### Work instructions
Return the data that follows exactly as it appears. Pictures do not belong in the copy.

### Data extract

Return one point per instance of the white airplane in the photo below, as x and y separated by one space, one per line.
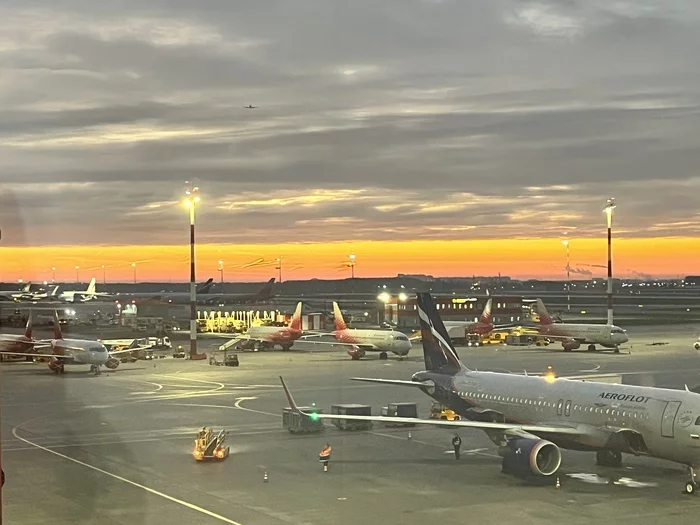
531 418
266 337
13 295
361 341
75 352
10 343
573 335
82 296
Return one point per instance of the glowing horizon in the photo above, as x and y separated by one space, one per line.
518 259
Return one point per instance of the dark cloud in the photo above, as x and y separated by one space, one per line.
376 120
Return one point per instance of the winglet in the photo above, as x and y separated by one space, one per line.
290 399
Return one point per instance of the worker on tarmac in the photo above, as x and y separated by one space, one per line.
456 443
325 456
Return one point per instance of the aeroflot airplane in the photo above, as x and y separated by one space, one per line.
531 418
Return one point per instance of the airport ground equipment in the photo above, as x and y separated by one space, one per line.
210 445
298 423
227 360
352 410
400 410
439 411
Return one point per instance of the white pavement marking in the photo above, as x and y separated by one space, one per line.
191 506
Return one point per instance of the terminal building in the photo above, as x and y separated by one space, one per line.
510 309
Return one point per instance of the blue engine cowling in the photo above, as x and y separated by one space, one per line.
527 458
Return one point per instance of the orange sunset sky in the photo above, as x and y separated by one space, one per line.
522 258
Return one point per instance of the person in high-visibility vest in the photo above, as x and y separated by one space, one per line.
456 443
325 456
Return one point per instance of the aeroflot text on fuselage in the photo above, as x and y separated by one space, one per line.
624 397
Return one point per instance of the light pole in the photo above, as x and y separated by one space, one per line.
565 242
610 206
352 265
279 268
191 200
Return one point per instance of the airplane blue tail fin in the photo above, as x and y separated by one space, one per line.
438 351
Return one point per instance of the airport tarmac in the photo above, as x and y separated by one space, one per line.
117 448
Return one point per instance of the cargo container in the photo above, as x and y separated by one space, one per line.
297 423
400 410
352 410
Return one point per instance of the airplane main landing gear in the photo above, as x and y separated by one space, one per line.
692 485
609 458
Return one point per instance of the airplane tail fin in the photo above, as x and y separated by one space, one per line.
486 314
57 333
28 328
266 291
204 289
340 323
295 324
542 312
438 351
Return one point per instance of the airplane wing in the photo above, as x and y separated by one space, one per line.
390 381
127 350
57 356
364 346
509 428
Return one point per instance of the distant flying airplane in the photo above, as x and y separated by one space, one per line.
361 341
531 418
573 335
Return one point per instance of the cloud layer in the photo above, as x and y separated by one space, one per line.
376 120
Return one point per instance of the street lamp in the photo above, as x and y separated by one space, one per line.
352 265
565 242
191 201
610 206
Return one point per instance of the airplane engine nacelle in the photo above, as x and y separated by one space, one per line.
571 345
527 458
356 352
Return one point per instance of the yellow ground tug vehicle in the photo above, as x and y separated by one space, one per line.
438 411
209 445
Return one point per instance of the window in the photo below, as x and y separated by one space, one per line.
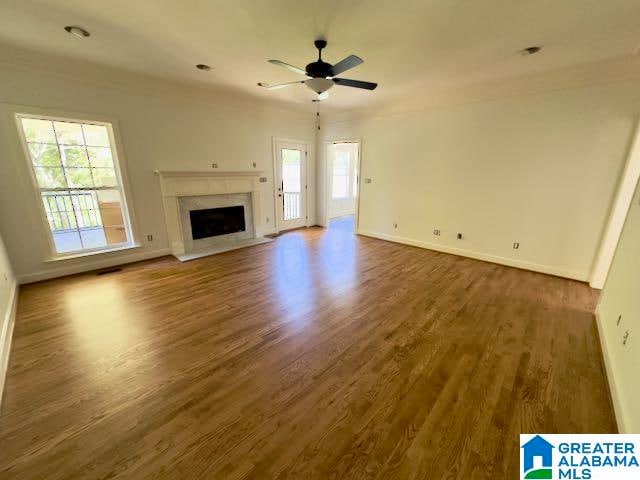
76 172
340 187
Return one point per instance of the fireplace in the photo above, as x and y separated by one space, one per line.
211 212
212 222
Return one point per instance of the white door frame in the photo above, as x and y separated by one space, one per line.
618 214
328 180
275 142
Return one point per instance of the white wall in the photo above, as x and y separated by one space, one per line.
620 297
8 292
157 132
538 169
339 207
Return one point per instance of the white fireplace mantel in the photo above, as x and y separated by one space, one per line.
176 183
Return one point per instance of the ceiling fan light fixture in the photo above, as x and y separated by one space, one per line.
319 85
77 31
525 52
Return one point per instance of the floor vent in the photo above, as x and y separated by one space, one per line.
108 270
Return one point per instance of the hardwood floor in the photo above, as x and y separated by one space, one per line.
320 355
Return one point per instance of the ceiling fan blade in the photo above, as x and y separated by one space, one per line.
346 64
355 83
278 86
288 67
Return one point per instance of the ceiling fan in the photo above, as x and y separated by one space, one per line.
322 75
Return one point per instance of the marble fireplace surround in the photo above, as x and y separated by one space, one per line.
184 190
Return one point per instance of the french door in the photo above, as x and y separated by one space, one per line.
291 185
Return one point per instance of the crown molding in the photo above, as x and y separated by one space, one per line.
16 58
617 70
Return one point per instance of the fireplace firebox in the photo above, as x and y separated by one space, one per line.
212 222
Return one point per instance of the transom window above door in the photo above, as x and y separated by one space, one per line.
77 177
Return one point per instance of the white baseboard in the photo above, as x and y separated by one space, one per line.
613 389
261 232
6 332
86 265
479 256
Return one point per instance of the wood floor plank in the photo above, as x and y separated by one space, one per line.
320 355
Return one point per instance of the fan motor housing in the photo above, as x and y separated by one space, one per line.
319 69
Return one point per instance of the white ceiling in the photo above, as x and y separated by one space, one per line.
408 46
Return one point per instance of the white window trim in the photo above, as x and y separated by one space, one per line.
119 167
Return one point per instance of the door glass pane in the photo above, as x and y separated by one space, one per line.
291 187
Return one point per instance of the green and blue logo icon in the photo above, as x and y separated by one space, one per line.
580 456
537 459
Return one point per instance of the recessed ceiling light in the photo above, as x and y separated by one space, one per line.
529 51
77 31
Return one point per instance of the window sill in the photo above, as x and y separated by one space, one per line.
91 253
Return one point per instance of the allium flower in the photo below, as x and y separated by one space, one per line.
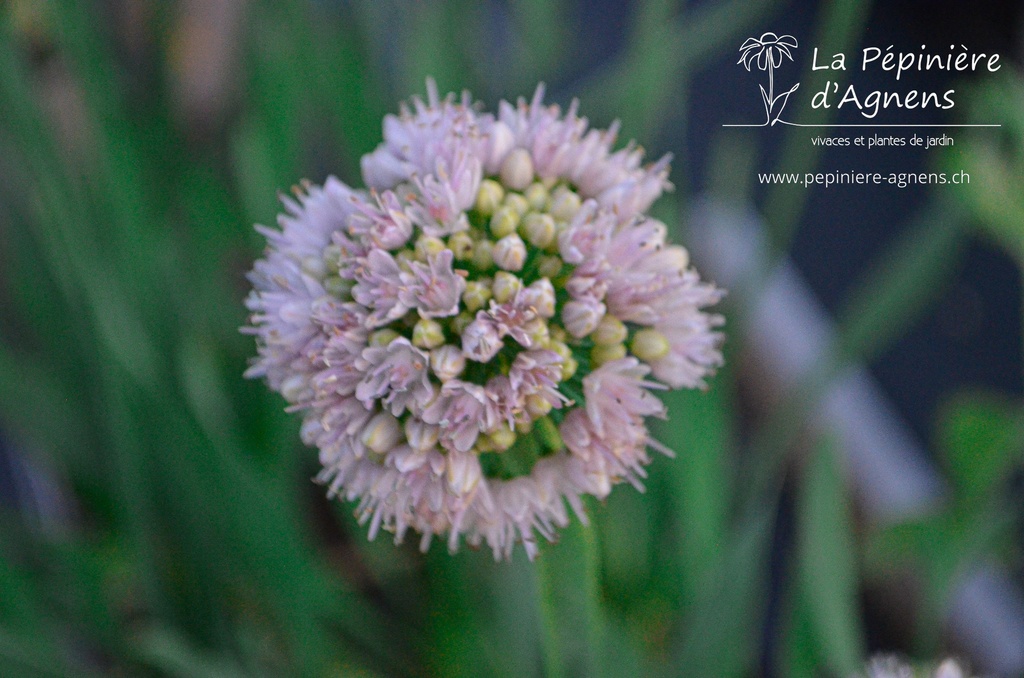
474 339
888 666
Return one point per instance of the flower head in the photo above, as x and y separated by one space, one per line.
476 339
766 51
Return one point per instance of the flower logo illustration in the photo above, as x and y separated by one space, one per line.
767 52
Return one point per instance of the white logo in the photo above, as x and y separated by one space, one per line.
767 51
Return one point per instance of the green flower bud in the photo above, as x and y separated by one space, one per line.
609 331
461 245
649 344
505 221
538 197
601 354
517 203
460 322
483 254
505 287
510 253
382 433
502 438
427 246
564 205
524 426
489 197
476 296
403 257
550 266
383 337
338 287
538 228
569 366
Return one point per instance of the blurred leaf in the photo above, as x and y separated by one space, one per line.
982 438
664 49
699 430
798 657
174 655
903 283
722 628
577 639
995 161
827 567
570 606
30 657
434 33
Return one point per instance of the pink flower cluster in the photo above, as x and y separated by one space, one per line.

### Answer section
Return one point per instance of the white airplane in the photo below, as x and y separated by one space, one per line.
531 418
266 337
13 295
361 341
75 352
10 343
573 335
82 296
Return one point per instance of the glowing horizon in the photo above, as x and y separated by one space, one per line.
518 259
Return one point per instance of the dark cloud in the photo above, as x and y separated by one space, one per line.
376 120
Return one point per instance of the winglet in the photo above, as x and y separated by one space, one per line.
290 399
Return one point per instance of the worker on tarmac in the photo above, as x and y separated by one space, one per line.
456 443
325 456
Return one point per instance of the aeroflot airplane in the photo above, as x and y separated by one space, one per line.
531 418
Return one point per instance of the airport ground equipment in the photo above, as x and y separated by one space, one per line.
210 445
298 423
227 360
352 410
400 410
439 411
Return one point per instance of the white pavement marking in the photo above, as x and y separated by one space, one per line.
191 506
Return one point per instance of the terminal building in the photo above, as x and y separated by one space, one per line.
510 309
Return one point per instance of the blue engine cowling in the photo above, as x and y separated by one space, one per line.
527 458
Return one point per instance of the orange sunset sky in the photo above, as x and y separated by one space, one per line.
522 258
Return one point per instance of the person in high-visibility vest in the photo above, as x and y separated by one space, one per line.
456 443
325 456
Return one point per instance of the aeroflot text on fuselage in the photo above, as x and y separated by one space, one per line.
624 397
Return one point per instance of the light pole in the photo above, as x and y separated by one space, one per line.
565 242
610 206
352 265
279 268
191 200
Return one point per instance of the airplane blue tail fin in the photo above, as x and y separated by one space, one per line.
438 351
Return one point per instance of the airport tarmac in the photo above, as x and y separated by one space, one per line.
117 448
Return one point per instance of the cargo container in the photo above, as x and y separated by one space, one per line.
297 423
400 410
352 410
Return one point per instance of the airplane main landing gear in the photo above, as x and y separated by one space, one per line.
692 485
609 458
Return one point per instance of the airplane tail fin in the photo above, as x and y separated by one space, one per line.
486 314
57 333
28 328
266 291
204 289
340 323
295 324
542 312
438 351
Return one point per instance of the airplane wing in the photo above, as x and y separated by one space, one per line.
390 381
127 350
57 356
364 346
509 428
Return one point per instance of the distant flying airplane in the photo above, as x and y separated by one space, one per line.
361 341
531 418
573 335
Return one point per instance of the cloud layer in the photo above, as x and y separated by one space, one per line.
376 120
Return one point per instance of the street lamp in the photo above, as x and y separated by one space, one per line.
352 265
565 242
191 201
610 206
Return one point per instance of the airplane engine nacelle in the photo above, as x and y separated by one space, one per line.
571 345
527 458
356 352
Return one point per instance of the yellow ground tug vehicle in the photo above, as x and y separated by one space, one per line.
438 411
209 445
Return one point per instance of the window in the photo below, as x and y separated by one space, one per line.
76 172
340 187
Return one point per instance of the fireplace in the photo above, as x and y separated by one space, one per line.
211 212
212 222
Return one point per instance of the white door frame in the photo above, as x and y separated by one space, one per line.
618 214
328 180
275 142
Return one point per instance of the white wall in the photo above, as x and y separated by one space, one per line.
620 297
8 292
157 132
538 169
339 207
Return one point per instance of the white fireplace mantel in the photo above, as x and y separated by one space, one per line.
176 183
Return one point per instance of the ceiling fan light fixture in the photo above, as x and y separated by one space, one per line.
319 85
77 31
525 52
Return one point per instance of the floor vent in the photo above, as x and y separated by one space, one per line.
108 270
Return one point per instance of the hardwood floor in the photo above, as x and y separated by one space, one per line.
320 355
Return one point per instance of the ceiling fan blade in the photo above, as x and y separated by one space, one per line.
346 64
355 83
278 86
288 67
Return one point per instance of the ceiling fan in the photo above, as x and y separated by one space, one per line.
322 75
Return one point per instance of the marble fireplace surround in the photo above, as x and y separated by one space, one per line.
184 190
Return one point per instance of the french door in the photo above, as x and y separated by one space, one per line.
291 185
Return one point per instance of the crown molding in the photo above, as x and y separated by one space, one per line.
16 58
617 70
Return one point per instance of the fireplace firebox in the photo above, as x and y separated by one space, one per line.
212 222
Return one point per instance of the transom window above door in the photo above, as x and y separated by one space, one per line.
77 177
Return one point per instance of the white baseboard in the photo above, as x and y separated by one space, one per line.
613 389
261 232
6 332
86 265
479 256
Return one point per instance of the wood floor plank in the photo above, as x and y separated by one space, one per line.
320 355
Return one point per instance of the fan motor housing in the photo above, as x and y separated by one space, one per line.
319 69
Return one point per instance of the white ceiling in the photo above, as x and y separated by one space, one per line.
408 46
Return one point per instance of the white window trim in the photo above, as x and y separated by one space, one per line.
119 167
Return one point per instance of the door glass pane in the photo above, as x and y separated by one space, one per line.
291 187
Return one point per instance of the green and blue logo icon in the photo above, as x and y separated by one space, one per line.
580 456
537 459
Return one point per instance of the recessed ceiling light in the photo above, as x and y separated by one space, one per line.
529 51
77 31
Return one point per instance of the window sill in the photo above, as x and y separated by one space, one per line.
91 253
Return one point per instance of the allium flower in the photo below, as x and y separated by one space, one per line.
474 339
888 666
Return one point per instance of the flower head in the photo above, as x and y separated by one space, one per line.
476 339
766 51
Return one point per instance of the flower logo illustration in the photo above, as x and y separated by one space, one per line.
767 52
Return one point per instance of the white logo in the photo above, as x and y separated by one space, one per line.
767 51
Return one point per instance of the green flower bud in the photo above, as x and y separated by one space, one per line.
609 331
461 245
649 344
505 221
538 197
601 354
517 203
460 322
483 254
505 287
510 253
382 433
502 438
427 246
564 205
524 426
489 197
476 296
403 257
550 266
383 337
338 287
538 228
569 366
Return one point per instance of the blurred leaf in the photo above, as x and y separated by one space, one per line.
982 438
664 49
699 430
798 657
174 655
903 283
722 628
577 639
995 161
827 567
570 606
30 657
434 33
Return one point per instance of the pink flower cluster in the photo above, as x and y separated by one space, one per line.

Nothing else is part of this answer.